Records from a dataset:
---*---

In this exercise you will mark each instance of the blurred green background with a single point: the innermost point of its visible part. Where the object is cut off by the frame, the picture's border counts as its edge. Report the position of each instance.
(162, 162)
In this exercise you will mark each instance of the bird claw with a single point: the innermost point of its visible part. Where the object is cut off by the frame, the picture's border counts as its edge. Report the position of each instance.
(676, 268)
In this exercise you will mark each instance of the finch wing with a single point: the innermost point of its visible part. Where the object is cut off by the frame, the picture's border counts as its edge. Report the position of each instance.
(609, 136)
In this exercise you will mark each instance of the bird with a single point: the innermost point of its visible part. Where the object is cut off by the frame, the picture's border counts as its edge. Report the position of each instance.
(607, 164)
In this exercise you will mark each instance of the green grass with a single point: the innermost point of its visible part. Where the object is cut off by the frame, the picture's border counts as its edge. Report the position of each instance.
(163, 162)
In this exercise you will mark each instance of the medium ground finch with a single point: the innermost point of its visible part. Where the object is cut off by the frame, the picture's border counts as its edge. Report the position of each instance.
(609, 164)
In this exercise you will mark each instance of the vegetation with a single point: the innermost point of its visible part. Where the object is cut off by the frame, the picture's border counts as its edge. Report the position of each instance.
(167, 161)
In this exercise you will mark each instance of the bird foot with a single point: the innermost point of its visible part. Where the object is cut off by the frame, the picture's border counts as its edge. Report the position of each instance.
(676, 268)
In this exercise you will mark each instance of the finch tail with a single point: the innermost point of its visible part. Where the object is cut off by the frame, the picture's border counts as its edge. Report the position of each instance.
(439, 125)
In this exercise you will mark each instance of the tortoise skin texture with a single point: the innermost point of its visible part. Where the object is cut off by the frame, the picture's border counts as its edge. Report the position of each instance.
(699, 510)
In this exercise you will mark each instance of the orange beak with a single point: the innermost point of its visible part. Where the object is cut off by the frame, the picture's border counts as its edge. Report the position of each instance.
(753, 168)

---*---

WHAT YOU WILL DO
Each line above should be reproduced exactly, with nothing omitted.

ANSWER AREA
In this exercise you will mark each instance of the blurred green background with a single point: the innermost point of its visible part. Where the object is cut off by the frame, the picture's border counts as its edge. Report the position of each instance.
(162, 162)
In this exercise you will mark each instance of the bird claw with a single point: the innermost point of its visible part. Where the object is cut off by the frame, the picture's border counts as its edge. Report the position of each instance.
(676, 268)
In this exercise you will mark each instance of the finch wing with a single point: the innermost point of its visible part. Where the object is cut off by the frame, the picture's border counts as its edge. Report the position of each instance.
(609, 136)
In this exercise you will mark each instance of the bird with a single point: the innermost point of its visible part. Where the object is cut off by the frame, the picture's border counts as its edge. Report the position of each instance.
(607, 164)
In this exercise you will mark each instance of the green grass with a single point: the innermost point of its visible part. Where the object is cut off by the frame, the picture's border counts as its edge. Report the position of each instance.
(163, 162)
In this exercise you will mark each instance of the medium ground finch with a single point: the innermost point of its visible part. Where the object is cut off by the frame, the picture's border counts as its edge. Report the position of each instance.
(609, 164)
In this exercise you will mark each instance of the vegetation with a single point: the innermost point of its visible part. Where the object is cut off by the frame, the picture's border counts as its edge. Report the position of each instance.
(167, 161)
In this exercise you will mark each instance of the bird foot with a single point: the innermost point of its visible part. Where the object is cut off by the frame, the picture's border counts as its edge. Report the position of each instance.
(676, 268)
In this exercise you will mark each instance of the finch tail with a single point: the innermost point of its visible part. Where the object is cut off by the frame, the picture's border counts as its edge. Report the position of each instance.
(439, 125)
In this exercise you will mark each instance of the tortoise skin texture with a single point: the innermost point of its visible part. Where the object is cut off by the frame, the picture's border counts as its edge. Report the position of each instance.
(699, 510)
In this exercise you will mark each instance of the orange beak with a single point: the innermost point of its visible part. Where the object is cut off by the frame, the picture's border counts as its edge. Report the position of each instance.
(753, 168)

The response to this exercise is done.